[Entries taken from a collection]
____________
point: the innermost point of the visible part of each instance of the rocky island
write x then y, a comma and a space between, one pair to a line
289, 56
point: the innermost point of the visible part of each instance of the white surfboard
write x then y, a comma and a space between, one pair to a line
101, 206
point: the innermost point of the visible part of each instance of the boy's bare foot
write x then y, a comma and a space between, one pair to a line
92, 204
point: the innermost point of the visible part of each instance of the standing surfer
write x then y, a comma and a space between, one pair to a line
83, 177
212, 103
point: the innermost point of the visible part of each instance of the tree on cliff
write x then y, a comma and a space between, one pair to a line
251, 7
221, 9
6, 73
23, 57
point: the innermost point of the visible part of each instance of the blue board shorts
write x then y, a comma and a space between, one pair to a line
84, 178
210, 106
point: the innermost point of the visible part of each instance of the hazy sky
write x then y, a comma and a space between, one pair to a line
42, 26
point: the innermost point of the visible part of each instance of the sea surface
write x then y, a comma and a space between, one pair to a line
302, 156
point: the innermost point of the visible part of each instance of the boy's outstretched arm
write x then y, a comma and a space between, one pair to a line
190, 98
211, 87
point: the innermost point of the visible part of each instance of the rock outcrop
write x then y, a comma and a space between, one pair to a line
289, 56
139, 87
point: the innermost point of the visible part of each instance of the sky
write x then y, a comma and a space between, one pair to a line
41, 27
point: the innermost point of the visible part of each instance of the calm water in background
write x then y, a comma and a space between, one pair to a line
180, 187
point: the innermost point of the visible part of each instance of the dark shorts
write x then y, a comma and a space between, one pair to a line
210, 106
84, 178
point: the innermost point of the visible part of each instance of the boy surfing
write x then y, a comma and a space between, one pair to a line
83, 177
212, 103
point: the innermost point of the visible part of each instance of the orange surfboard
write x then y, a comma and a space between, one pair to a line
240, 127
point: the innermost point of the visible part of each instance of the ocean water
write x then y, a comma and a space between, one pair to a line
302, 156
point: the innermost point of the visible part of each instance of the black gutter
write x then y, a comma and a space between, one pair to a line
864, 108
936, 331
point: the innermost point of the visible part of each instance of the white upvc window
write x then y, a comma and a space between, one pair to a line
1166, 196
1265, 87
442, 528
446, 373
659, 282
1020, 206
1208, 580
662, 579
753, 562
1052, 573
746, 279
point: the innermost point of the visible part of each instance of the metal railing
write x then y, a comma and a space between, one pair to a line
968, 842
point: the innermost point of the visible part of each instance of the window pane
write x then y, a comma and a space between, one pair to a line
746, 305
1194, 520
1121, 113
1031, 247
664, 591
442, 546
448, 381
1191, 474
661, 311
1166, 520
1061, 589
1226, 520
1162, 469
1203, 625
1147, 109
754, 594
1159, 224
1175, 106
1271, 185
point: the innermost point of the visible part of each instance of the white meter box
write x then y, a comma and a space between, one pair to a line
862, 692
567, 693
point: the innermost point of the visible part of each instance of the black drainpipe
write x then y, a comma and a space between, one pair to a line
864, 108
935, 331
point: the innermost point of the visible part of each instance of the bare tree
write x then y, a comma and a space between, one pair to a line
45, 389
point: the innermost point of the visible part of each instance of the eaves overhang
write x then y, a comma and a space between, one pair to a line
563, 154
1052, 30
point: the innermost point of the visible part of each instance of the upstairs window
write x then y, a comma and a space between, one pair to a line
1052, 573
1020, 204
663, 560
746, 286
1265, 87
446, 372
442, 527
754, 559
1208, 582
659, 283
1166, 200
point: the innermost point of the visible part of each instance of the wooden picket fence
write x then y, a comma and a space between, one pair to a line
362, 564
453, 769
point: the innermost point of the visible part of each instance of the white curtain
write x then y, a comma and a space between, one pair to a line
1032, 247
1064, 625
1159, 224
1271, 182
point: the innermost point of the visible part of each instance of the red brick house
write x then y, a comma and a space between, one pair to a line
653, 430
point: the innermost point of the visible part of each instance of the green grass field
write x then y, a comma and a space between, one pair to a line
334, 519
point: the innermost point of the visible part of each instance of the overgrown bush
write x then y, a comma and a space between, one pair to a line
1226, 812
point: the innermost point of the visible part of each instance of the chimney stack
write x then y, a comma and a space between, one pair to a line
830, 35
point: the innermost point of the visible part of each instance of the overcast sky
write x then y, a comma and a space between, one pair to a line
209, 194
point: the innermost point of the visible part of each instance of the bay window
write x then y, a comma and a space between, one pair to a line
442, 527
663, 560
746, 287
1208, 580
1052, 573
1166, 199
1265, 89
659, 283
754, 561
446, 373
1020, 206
____________
_TASK TO CARRY OUT_
Change "overcast sky" to "cloudy sky" in the entries from the line containing "green grass field" through the end, and give that stretch back with nothing else altered.

_EXERCISE RESULT_
point: the innermost point of the visible part of each instance of the green grass field
write x then y, a comma and a space between, one pair to a line
334, 519
point: the innermost point of the visible part of each instance of the overgrown bush
write x then y, a comma and a space between, one pair to a line
1226, 812
point: the innermost point of the visible part of each instance of the chimney stack
write x then y, a comma and a space between, one pair to a line
830, 35
point: the innermost point of the visible part of each instance of the cloudy sky
write x then y, a comma and a space between, one pair to a line
209, 194
point: the innermost point of the visible part of each instance of the bay window
write x then y, a comma and a space between, one pair to a line
442, 527
663, 560
746, 287
1208, 580
1052, 573
1166, 199
1265, 89
659, 283
754, 561
446, 373
1020, 206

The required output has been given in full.